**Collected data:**
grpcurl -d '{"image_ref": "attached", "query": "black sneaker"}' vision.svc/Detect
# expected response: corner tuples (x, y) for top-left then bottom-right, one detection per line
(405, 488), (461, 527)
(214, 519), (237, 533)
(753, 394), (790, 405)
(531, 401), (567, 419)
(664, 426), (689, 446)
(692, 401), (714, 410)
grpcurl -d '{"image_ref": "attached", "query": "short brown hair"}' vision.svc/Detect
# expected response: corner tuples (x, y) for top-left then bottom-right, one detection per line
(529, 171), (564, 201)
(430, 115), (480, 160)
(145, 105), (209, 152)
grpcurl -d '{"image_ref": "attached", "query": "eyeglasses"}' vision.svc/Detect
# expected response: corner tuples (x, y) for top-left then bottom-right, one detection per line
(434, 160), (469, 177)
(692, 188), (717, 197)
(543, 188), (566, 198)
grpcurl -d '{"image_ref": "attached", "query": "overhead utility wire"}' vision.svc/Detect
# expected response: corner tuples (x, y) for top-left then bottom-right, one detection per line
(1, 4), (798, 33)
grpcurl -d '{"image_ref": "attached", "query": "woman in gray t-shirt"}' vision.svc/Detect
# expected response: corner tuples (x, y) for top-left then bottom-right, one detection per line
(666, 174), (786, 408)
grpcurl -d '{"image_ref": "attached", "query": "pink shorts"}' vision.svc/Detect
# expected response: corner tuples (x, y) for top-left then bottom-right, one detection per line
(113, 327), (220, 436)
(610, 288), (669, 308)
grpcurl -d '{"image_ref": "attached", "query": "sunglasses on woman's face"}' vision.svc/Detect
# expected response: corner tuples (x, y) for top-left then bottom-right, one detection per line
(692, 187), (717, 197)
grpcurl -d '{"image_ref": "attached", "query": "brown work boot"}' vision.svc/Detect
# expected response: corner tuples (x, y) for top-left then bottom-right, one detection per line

**What you should do:**
Go through the data line by line and work out how many lines contain "woman". Give only that number.

**Task result:**
2